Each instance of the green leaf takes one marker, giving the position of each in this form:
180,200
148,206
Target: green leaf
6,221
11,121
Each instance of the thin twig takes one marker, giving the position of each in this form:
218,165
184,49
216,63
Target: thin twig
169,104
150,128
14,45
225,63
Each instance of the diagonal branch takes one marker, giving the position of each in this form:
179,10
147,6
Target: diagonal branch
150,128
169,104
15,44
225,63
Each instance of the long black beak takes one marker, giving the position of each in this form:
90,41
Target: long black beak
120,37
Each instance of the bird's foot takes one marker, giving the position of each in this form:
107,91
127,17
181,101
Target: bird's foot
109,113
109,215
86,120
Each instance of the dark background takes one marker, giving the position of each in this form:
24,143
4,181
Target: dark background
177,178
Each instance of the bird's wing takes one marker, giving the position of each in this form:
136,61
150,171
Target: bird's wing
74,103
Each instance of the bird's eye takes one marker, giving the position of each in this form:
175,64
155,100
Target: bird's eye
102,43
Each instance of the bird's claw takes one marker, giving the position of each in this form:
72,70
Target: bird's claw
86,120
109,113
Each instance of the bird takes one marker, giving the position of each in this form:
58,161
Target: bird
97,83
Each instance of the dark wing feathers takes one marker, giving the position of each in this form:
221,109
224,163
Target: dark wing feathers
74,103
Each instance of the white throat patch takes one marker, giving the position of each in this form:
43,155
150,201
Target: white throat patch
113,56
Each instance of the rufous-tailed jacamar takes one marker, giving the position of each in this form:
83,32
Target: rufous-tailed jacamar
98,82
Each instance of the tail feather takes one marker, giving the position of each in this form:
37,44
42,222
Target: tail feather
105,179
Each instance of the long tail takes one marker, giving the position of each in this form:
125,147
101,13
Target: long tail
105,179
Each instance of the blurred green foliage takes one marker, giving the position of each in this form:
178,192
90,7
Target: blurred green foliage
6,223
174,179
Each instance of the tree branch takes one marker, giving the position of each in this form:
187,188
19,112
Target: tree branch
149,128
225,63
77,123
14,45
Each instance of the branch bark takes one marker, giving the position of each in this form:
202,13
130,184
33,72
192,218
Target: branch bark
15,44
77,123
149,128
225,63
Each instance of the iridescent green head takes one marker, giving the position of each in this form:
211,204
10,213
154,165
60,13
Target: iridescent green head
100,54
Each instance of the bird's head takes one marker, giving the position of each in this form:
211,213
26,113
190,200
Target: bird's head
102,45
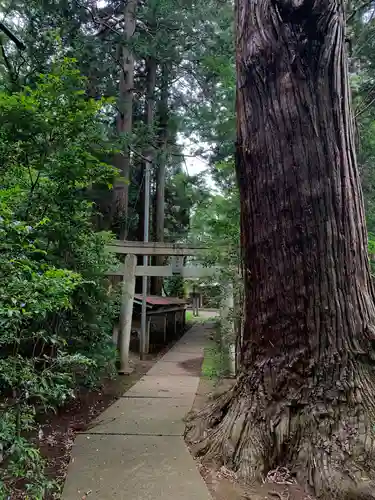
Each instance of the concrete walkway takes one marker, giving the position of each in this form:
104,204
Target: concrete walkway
135,449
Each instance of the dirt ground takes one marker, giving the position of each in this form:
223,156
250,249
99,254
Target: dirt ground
57,431
223,484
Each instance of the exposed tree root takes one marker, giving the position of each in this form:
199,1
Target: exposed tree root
329,446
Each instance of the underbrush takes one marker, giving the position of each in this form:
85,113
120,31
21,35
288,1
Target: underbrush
56,315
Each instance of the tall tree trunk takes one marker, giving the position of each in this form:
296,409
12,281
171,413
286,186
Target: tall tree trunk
124,121
157,282
148,152
306,395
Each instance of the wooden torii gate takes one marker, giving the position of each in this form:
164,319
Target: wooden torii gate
129,270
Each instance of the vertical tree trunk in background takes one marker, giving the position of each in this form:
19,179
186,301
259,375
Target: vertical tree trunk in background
124,121
306,395
157,282
148,152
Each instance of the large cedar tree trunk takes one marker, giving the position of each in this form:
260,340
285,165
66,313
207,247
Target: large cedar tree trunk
306,395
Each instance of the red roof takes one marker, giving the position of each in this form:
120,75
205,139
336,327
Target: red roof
154,300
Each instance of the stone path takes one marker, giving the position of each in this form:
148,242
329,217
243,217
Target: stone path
135,449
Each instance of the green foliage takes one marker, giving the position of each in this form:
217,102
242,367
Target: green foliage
55,312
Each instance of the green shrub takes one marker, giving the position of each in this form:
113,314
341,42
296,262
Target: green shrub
55,311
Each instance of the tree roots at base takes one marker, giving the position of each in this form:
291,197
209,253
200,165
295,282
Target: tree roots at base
330,449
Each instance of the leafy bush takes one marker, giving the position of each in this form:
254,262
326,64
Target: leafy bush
55,311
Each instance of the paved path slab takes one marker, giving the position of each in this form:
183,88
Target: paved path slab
133,468
164,387
135,449
156,416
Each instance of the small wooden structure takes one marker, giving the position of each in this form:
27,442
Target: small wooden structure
129,270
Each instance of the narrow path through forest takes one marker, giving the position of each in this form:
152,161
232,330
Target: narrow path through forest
135,449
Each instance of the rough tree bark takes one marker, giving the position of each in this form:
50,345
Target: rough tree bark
148,151
157,282
306,395
124,120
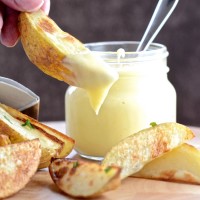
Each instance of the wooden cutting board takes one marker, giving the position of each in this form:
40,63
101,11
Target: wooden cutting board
41,187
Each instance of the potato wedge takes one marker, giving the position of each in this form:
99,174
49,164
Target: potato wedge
83,179
4,140
20,127
64,57
182,164
18,163
132,153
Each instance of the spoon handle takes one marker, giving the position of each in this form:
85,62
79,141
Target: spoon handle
162,12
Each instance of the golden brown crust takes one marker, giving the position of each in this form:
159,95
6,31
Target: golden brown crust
140,148
43,51
182,164
4,140
62,145
69,175
19,163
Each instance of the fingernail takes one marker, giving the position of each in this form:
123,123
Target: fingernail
29,7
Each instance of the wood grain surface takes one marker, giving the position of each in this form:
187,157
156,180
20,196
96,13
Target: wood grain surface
41,187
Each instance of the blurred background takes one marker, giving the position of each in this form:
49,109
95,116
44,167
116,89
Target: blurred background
98,20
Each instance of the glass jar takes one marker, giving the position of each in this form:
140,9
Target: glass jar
141,95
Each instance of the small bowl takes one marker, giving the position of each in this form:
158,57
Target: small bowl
19,97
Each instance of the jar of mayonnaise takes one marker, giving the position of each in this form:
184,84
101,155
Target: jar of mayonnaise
141,95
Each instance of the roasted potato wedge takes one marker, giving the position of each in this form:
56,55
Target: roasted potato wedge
135,151
4,140
18,163
182,164
20,127
83,179
64,57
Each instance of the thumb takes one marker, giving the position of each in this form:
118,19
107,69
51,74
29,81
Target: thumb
24,5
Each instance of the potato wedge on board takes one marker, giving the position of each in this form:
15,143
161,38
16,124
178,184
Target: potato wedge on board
132,153
182,164
64,57
83,179
4,140
18,163
20,127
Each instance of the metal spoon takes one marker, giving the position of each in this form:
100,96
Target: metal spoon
161,14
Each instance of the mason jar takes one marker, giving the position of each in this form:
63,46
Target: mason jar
141,95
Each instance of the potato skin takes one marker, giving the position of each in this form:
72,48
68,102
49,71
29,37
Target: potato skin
46,45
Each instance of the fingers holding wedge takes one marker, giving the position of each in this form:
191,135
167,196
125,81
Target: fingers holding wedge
83,179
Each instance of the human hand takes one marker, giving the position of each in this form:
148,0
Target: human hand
9,11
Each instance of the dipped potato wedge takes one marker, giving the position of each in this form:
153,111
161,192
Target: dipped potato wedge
83,179
20,127
18,163
182,164
4,140
62,56
135,151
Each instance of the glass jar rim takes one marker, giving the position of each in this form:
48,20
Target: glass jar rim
107,50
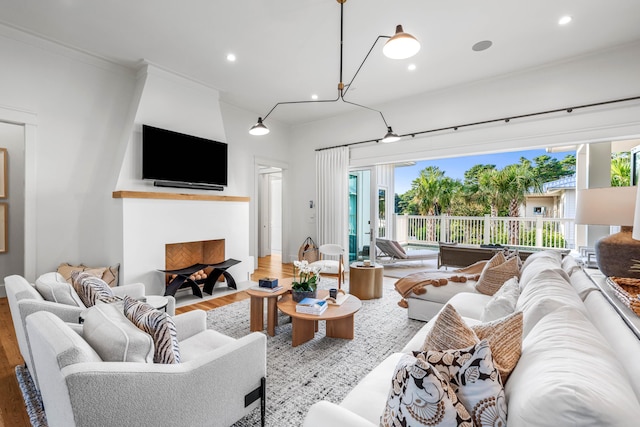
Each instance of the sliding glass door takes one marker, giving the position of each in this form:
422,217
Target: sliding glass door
363,207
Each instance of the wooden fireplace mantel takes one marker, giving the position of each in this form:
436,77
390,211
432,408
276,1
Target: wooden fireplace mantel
176,196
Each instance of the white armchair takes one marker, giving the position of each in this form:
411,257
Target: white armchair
25,299
219,381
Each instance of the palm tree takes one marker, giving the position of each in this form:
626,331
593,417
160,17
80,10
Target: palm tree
506,189
432,194
620,169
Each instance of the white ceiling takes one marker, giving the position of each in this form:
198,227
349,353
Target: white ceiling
289,49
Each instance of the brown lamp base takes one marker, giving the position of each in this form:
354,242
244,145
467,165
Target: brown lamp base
619,254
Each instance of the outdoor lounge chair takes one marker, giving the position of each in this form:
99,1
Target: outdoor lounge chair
391,251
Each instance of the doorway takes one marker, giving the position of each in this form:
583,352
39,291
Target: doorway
362,209
270,211
12,202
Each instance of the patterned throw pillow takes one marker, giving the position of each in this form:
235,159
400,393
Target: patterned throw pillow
449,331
503,302
90,288
159,325
420,395
505,339
475,380
494,276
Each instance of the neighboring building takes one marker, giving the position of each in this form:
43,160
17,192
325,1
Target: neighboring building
557,199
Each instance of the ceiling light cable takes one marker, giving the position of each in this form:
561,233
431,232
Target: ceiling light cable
401,45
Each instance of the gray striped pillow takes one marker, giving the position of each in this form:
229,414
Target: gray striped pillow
159,325
90,288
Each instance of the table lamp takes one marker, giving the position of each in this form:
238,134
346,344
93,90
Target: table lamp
617,254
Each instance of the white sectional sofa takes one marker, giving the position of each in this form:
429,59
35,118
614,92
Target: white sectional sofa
578,365
53,294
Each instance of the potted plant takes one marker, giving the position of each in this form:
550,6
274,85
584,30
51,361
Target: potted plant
305,281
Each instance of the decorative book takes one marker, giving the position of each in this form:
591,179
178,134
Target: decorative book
268,290
312,306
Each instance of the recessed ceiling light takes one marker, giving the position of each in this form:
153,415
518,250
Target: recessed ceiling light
565,20
483,45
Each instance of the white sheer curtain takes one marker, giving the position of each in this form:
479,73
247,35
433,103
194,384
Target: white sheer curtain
332,185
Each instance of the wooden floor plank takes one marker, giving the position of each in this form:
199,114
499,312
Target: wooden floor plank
12,410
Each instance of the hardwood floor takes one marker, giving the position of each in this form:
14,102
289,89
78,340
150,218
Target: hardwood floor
12,409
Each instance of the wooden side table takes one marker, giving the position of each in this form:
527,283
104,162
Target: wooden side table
365,282
256,313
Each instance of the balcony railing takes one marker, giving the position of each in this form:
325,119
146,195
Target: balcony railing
522,231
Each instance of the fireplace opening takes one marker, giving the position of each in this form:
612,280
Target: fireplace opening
192,264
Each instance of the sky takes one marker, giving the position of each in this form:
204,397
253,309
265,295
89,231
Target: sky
456,167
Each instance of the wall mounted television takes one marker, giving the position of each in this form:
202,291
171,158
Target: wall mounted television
175,159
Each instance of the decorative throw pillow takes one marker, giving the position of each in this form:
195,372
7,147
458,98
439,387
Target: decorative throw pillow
159,325
114,337
475,380
505,339
66,270
90,288
420,396
493,276
110,275
449,331
503,302
56,291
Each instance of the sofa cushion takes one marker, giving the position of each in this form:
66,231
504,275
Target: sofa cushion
90,288
539,261
568,376
547,291
582,284
449,331
475,380
494,275
159,325
503,302
202,343
570,265
505,339
114,337
54,288
420,395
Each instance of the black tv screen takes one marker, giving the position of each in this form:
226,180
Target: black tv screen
180,158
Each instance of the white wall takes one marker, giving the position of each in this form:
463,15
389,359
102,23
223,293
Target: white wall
589,79
80,103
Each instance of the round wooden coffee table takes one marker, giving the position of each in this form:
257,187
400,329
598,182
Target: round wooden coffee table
256,317
338,318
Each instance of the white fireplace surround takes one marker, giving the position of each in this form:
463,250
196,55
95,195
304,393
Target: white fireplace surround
149,224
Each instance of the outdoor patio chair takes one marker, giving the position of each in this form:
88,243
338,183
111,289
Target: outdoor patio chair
391,251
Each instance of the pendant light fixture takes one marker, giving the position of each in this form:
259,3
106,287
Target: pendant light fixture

**********

Go through the entries. Report every line that contains the word "pendant".

Each instance of the pendant light fixture takes one marker, giving the position of each in this form:
Target: pendant light fixture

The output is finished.